══ RECORDED INFORMATION

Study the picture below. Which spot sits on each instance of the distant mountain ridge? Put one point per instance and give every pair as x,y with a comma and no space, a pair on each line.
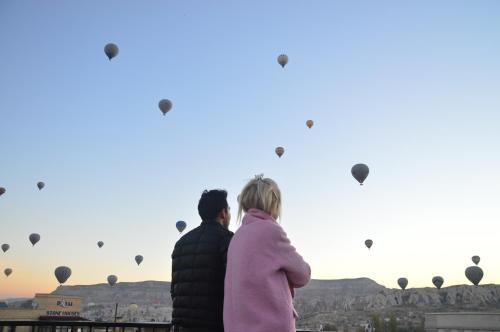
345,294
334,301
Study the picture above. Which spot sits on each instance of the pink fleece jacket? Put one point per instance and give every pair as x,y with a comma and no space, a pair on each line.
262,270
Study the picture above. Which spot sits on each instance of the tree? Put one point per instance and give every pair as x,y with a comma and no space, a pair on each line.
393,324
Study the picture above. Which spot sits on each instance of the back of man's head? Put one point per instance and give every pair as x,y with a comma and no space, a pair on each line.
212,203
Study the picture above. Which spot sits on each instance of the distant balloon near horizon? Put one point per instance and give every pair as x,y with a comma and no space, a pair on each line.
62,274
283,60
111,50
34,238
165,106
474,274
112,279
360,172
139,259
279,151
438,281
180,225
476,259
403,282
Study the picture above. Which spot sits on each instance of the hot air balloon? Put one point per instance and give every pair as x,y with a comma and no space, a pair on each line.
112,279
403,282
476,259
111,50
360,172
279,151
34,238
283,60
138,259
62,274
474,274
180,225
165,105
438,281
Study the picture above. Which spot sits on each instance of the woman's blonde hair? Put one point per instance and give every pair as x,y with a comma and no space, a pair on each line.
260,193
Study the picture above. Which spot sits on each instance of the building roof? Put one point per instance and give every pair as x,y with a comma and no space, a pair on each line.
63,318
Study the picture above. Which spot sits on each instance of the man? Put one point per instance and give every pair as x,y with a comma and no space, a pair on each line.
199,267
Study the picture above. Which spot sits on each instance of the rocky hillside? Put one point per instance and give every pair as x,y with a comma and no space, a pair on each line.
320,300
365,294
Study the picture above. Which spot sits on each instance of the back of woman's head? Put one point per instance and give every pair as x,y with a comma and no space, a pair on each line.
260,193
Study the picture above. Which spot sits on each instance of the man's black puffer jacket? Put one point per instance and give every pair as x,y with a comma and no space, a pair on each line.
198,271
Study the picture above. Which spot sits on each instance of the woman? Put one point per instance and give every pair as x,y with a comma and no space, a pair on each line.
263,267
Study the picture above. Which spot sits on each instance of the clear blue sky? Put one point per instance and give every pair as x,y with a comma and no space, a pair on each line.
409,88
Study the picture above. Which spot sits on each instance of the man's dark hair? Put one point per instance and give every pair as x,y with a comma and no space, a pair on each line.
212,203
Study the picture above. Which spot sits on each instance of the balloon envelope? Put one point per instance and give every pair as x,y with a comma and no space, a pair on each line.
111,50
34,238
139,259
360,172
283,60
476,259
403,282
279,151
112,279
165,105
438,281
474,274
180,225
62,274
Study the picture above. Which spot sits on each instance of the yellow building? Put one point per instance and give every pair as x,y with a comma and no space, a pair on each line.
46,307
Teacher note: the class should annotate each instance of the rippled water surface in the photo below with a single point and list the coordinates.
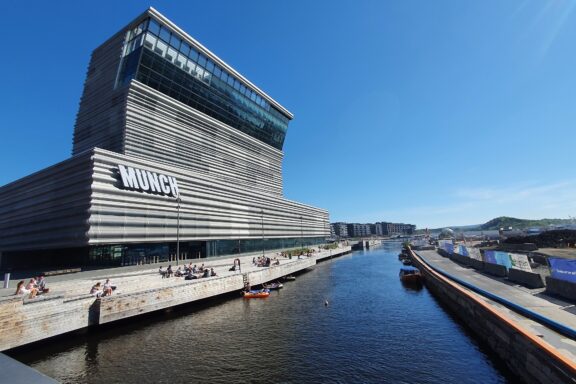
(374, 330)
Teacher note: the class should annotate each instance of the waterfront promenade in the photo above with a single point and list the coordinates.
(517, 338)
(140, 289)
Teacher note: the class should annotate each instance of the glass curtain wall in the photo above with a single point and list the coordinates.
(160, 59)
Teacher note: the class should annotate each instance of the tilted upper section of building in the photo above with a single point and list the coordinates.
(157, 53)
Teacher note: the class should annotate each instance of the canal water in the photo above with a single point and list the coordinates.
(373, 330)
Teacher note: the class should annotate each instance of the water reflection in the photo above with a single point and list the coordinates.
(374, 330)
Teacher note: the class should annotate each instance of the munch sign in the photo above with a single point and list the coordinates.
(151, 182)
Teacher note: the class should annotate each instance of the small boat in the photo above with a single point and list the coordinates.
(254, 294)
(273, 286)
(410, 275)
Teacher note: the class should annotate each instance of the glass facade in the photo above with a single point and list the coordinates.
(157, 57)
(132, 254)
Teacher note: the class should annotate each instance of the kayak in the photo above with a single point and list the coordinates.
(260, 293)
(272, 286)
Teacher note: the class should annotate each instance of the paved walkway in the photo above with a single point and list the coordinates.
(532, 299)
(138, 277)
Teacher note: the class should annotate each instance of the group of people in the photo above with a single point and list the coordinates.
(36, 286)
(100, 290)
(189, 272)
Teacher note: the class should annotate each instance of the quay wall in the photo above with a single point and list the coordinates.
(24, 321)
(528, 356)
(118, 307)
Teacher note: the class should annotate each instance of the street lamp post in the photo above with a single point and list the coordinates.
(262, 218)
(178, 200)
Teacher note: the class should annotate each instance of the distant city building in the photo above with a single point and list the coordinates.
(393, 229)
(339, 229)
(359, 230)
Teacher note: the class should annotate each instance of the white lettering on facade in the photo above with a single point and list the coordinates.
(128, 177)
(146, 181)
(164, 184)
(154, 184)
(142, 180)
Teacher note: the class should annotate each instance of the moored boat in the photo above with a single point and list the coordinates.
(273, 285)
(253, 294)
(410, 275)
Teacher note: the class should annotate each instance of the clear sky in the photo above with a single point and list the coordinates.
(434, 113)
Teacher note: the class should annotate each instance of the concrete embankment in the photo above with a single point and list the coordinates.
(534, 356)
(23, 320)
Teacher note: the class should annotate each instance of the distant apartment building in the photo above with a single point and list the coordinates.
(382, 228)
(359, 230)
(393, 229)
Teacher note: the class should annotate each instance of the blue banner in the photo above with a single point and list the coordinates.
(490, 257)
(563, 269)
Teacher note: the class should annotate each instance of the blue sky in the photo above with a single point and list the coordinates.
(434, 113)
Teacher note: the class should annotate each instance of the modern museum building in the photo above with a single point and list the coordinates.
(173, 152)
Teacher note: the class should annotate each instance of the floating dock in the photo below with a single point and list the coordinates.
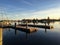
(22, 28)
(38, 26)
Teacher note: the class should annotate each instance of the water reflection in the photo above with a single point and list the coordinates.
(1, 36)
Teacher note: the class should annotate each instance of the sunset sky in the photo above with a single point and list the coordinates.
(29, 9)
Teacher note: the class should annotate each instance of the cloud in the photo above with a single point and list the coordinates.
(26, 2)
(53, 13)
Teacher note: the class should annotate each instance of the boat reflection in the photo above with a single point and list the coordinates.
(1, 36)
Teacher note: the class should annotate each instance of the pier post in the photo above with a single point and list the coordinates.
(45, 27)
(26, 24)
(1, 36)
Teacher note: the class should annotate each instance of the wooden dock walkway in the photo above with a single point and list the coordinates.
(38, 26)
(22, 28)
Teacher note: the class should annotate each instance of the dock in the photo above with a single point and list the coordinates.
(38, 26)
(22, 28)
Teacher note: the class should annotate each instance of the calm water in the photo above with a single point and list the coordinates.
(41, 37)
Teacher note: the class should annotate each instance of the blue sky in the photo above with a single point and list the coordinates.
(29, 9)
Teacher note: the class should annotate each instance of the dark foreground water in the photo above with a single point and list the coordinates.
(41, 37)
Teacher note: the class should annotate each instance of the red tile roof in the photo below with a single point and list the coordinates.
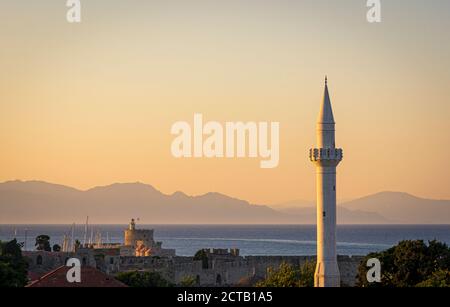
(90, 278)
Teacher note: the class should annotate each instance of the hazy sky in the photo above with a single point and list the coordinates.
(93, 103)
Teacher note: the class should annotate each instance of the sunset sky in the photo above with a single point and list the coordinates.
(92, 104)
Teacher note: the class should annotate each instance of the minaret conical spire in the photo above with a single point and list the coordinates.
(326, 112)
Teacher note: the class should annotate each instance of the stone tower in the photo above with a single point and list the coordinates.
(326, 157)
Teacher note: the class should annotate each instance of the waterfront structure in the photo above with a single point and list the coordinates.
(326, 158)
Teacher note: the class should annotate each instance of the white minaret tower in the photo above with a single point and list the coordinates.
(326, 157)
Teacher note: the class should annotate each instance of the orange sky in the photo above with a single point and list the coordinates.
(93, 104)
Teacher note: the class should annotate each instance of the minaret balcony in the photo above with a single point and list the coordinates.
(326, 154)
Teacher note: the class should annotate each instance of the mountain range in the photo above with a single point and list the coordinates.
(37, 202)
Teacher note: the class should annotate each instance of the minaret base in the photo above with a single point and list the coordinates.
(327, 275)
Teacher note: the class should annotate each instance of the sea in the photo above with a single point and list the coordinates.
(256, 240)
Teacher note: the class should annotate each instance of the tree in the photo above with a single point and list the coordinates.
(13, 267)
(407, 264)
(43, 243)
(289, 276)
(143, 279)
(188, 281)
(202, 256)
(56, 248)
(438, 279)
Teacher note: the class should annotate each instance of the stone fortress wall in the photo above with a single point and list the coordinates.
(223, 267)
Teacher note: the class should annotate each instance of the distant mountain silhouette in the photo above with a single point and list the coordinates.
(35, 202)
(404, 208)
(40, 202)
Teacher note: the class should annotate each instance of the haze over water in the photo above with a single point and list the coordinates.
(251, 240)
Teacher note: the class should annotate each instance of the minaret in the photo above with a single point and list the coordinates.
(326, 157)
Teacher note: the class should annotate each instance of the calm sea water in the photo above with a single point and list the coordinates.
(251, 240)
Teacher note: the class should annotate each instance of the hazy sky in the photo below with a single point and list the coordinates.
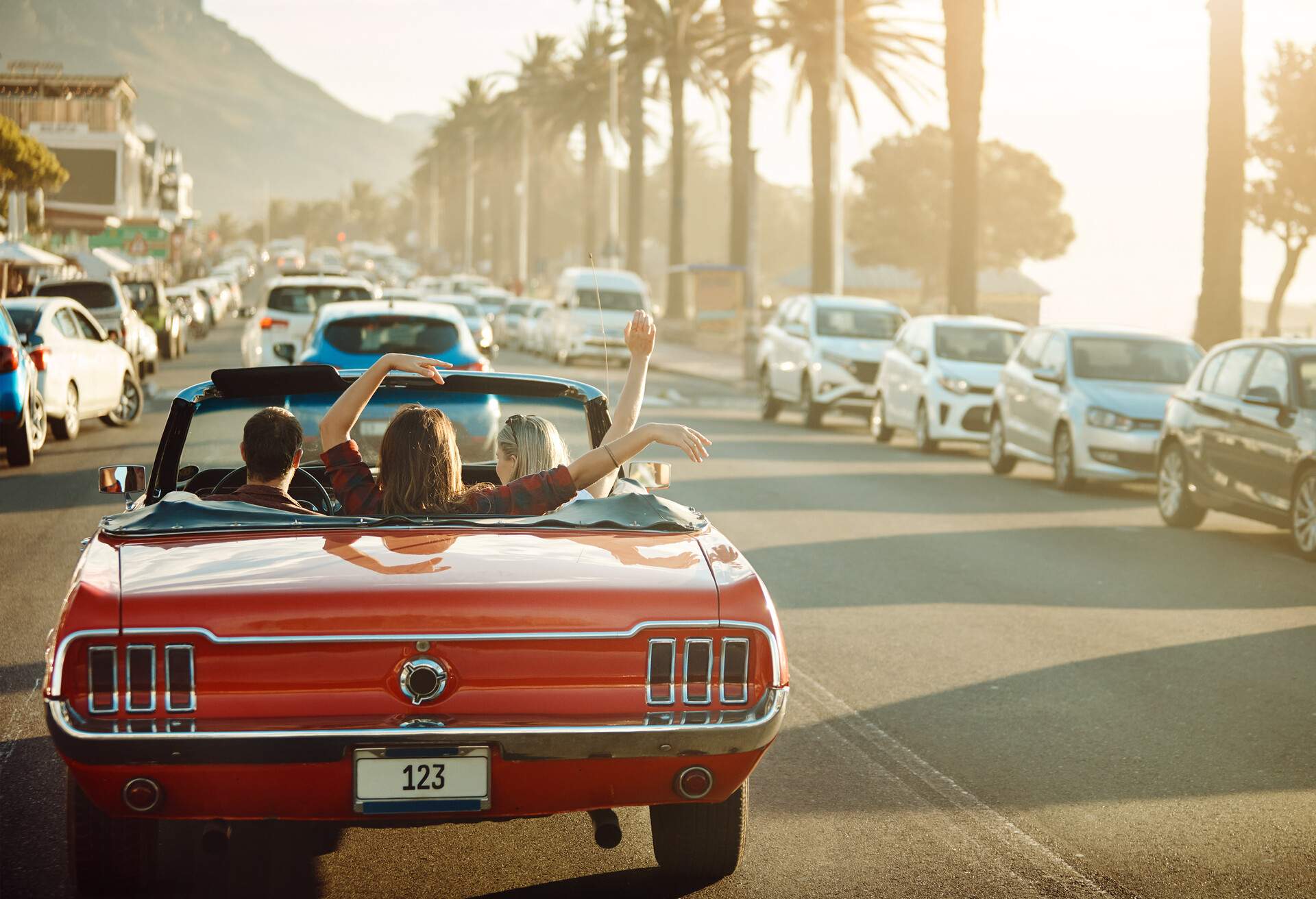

════

## PROBLEM DESCRIPTION
Pick up at the line that holds "the white minaret" and restate each line, word for word, through the last line of the entries. Include both end lines but none of the pictures.

## OUTPUT OF THE EXERCISE
Teacher note: the class should annotate each instance of the white minaret tower in the photo above with a single point and list the coordinates.
(326, 157)
Teacher note: the class should annotate each instance of the orange sky in the photo above with a single point and list the coordinates.
(93, 104)
Teacher note: the class should annotate each instance of the minaret balcony in the photo above with a single point and list the coordinates.
(326, 154)
Teacher note: the class should annotate each instance of the mountain range in the photo above with a single point and list the coordinates.
(37, 202)
Teacher note: the class should annotate each instance of the minaret base in the photo above with a single point and list the coordinates.
(327, 275)
Teacher note: the class should annotate each instance of the sea in the photo above with a single point and list the coordinates.
(256, 240)
Teacher note: the class should annotate each instance of the tree in the photo above with a single point and list the coordinates.
(13, 267)
(407, 264)
(43, 243)
(289, 276)
(143, 279)
(188, 281)
(202, 256)
(56, 248)
(438, 279)
Teacher note: the class should annotate each instance of the stone fortress wall in the photo above with a single point and list the coordinates.
(223, 267)
Teacher note: the class should annotate each instance of the distant mountain silhouette in the photo above with a single point and list the coordinates.
(35, 202)
(404, 208)
(40, 202)
Teacher note: the class should annotate each instance of the haze over water in the photo above with a single point and list the coordinates.
(251, 240)
Teacher note: the class should annotate each instance of the minaret in the photo above with a single point and list the coordinates.
(326, 157)
Teacher note: the class should annotate each instance of the calm sea water in the photo above with a single point and list the coordinates.
(251, 240)
Teacher note: the class should annotate each instance of the hazy sky in the photo below with a single point and list the coordinates.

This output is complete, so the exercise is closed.